--- START ---

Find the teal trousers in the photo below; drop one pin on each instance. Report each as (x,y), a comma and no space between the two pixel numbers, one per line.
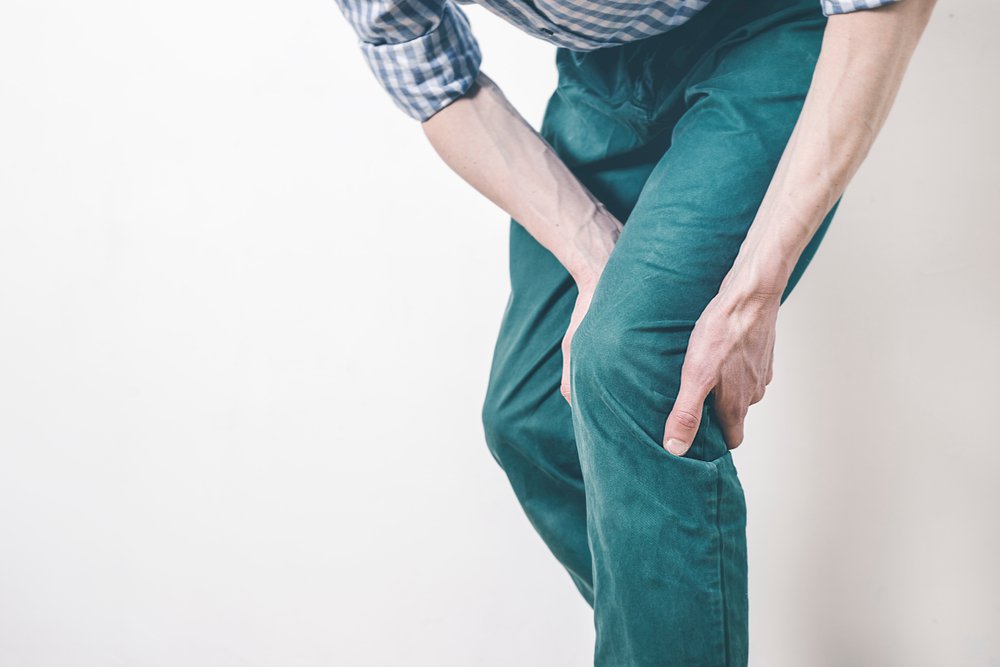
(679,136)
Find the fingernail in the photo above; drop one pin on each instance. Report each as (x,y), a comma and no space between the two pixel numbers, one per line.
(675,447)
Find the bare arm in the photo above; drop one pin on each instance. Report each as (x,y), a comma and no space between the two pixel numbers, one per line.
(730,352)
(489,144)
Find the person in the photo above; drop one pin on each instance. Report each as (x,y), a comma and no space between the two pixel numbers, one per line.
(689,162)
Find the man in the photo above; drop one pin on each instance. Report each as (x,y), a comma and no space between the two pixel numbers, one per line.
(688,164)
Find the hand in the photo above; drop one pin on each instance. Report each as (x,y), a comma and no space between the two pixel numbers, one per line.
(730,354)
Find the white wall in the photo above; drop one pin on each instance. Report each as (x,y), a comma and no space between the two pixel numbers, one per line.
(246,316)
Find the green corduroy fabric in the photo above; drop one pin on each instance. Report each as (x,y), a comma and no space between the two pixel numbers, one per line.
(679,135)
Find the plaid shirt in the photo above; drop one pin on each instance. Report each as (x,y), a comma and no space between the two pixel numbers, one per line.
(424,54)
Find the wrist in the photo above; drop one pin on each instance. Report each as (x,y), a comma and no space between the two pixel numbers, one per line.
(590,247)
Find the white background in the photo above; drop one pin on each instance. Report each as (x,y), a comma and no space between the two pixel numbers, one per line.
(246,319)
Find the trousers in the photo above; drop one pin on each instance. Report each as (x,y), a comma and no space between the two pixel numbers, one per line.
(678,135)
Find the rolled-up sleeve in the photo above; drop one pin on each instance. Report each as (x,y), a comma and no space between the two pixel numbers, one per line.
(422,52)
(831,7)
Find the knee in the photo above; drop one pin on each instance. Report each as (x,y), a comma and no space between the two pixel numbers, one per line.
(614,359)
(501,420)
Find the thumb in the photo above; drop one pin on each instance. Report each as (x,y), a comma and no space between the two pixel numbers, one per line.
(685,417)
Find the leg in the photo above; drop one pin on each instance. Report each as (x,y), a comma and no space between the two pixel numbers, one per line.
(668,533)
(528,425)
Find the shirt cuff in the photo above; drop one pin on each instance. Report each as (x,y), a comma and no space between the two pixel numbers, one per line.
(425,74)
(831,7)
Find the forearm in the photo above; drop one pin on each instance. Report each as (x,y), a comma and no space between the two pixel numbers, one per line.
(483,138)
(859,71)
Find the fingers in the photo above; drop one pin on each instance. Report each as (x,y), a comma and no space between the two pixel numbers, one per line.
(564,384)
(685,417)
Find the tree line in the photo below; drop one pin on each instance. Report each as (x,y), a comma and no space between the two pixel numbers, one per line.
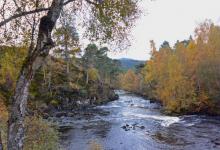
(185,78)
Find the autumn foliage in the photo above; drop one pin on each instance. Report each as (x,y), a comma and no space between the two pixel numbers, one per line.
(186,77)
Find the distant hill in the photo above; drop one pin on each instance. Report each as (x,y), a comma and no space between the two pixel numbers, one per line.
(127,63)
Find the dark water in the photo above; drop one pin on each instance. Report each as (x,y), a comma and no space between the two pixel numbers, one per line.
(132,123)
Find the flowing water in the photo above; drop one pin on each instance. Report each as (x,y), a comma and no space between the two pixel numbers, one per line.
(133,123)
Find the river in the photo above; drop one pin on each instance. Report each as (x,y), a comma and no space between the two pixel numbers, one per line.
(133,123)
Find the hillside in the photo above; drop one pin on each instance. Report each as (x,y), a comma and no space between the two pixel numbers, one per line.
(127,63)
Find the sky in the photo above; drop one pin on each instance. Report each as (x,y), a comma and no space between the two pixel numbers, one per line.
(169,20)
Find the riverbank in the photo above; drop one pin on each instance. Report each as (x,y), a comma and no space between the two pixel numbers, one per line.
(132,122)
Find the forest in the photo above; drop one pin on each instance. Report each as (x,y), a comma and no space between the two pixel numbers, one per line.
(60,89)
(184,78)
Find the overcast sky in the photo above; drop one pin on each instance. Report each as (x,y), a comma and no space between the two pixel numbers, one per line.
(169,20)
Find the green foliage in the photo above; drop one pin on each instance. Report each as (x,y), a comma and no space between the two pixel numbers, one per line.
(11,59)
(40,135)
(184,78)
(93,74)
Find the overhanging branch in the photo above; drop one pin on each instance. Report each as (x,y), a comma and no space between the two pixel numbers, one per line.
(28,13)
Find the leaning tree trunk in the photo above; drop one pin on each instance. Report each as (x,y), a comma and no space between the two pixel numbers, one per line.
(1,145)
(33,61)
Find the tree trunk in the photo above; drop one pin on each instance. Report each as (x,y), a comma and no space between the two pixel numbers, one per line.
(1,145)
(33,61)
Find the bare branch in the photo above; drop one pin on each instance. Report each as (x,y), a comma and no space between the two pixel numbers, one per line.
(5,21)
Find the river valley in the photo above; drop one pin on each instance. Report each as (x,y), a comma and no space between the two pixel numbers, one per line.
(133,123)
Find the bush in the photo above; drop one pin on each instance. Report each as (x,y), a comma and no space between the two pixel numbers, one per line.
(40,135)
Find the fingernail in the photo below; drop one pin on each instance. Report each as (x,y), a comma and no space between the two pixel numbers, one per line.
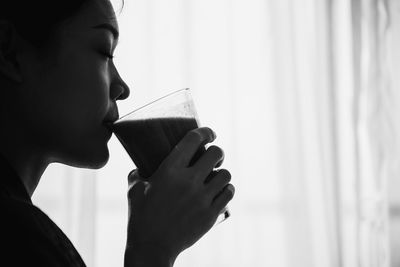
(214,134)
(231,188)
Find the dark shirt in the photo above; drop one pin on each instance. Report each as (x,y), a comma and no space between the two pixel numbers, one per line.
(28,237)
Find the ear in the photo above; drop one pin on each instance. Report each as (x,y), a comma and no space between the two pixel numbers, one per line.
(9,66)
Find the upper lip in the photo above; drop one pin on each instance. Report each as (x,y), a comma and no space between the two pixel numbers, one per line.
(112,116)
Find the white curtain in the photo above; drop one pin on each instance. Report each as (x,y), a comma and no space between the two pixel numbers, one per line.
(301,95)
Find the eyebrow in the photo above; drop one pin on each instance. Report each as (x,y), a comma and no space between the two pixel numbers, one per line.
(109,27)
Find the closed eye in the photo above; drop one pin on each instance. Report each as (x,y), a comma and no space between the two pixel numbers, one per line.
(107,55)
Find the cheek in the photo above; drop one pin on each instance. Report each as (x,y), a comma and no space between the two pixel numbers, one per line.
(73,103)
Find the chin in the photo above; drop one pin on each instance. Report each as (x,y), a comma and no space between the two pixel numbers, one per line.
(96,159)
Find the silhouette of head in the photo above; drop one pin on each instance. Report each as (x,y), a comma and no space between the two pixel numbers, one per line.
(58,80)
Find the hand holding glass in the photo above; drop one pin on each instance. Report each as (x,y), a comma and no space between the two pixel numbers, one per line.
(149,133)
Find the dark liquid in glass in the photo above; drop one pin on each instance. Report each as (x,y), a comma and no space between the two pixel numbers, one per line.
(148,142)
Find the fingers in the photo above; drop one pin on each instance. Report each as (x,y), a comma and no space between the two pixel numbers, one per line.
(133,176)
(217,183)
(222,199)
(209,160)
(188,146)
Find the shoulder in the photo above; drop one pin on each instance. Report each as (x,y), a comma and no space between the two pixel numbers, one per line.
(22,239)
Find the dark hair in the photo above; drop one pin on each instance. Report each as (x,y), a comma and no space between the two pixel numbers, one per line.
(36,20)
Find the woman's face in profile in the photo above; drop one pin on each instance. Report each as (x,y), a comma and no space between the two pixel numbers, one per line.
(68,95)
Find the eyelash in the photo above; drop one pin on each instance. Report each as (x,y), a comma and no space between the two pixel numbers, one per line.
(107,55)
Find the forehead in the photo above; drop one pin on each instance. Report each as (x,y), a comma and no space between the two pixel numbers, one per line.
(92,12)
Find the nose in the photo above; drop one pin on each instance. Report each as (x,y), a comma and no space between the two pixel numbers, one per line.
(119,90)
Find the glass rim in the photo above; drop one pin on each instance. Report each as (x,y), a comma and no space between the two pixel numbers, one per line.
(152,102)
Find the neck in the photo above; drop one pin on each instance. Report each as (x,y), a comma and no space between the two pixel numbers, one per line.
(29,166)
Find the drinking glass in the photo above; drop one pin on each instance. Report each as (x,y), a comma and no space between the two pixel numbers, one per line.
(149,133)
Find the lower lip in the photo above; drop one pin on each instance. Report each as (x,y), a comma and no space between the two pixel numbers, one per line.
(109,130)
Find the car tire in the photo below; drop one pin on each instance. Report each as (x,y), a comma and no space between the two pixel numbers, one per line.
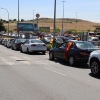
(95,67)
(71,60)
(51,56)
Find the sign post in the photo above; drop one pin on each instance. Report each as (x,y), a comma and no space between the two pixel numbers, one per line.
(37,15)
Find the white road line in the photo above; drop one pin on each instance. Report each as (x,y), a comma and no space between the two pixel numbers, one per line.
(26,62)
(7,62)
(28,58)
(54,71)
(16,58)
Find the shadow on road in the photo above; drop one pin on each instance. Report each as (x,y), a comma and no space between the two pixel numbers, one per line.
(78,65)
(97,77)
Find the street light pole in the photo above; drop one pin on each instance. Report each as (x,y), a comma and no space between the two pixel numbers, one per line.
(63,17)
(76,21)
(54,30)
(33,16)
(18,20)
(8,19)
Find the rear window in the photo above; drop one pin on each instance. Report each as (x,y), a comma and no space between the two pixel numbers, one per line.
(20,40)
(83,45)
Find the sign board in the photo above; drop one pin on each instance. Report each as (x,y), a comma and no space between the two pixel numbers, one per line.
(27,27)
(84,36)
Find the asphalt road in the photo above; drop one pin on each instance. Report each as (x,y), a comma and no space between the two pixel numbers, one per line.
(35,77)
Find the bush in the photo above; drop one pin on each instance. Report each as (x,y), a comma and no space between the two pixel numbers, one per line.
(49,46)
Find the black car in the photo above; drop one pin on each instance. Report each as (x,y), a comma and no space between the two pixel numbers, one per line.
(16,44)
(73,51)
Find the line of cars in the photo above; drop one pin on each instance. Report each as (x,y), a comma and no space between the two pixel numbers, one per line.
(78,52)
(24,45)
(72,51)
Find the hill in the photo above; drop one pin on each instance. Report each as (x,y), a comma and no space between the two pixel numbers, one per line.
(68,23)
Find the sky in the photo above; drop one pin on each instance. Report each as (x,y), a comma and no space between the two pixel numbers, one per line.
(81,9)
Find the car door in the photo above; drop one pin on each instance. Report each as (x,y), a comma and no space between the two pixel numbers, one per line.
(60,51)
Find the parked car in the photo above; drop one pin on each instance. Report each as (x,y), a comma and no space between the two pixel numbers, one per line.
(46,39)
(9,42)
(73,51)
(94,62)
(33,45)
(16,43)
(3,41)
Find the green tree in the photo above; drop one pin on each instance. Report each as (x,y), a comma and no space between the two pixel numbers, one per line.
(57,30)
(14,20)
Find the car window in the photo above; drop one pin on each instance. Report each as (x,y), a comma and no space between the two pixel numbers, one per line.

--- END ---

Objective
Return the lines from the line containing "Find the car door" to the end of the entries above, exactly as they appear and with no other output.

Task answer
Find the car door in the photo above; drop one pin on each instance. Report each as (x,y), a comma and no space between the two pixel numbers, one per line.
(60,51)
Find the parked car in the photo above; drop one pin on each instance. Report each as (x,y), a comma and no space between the two pixel numbers, one per line.
(46,39)
(9,42)
(73,51)
(94,62)
(33,45)
(16,43)
(3,41)
Find the green tree in the photo above; drop one pin on each instance. Report each as (x,y), a comma and no space between the two pixel numbers, one per line.
(57,30)
(14,20)
Find the car window in the photo above; drop one pin on each instance. Report each as (x,y), a comma and no space between the two pixel numbers, one per line.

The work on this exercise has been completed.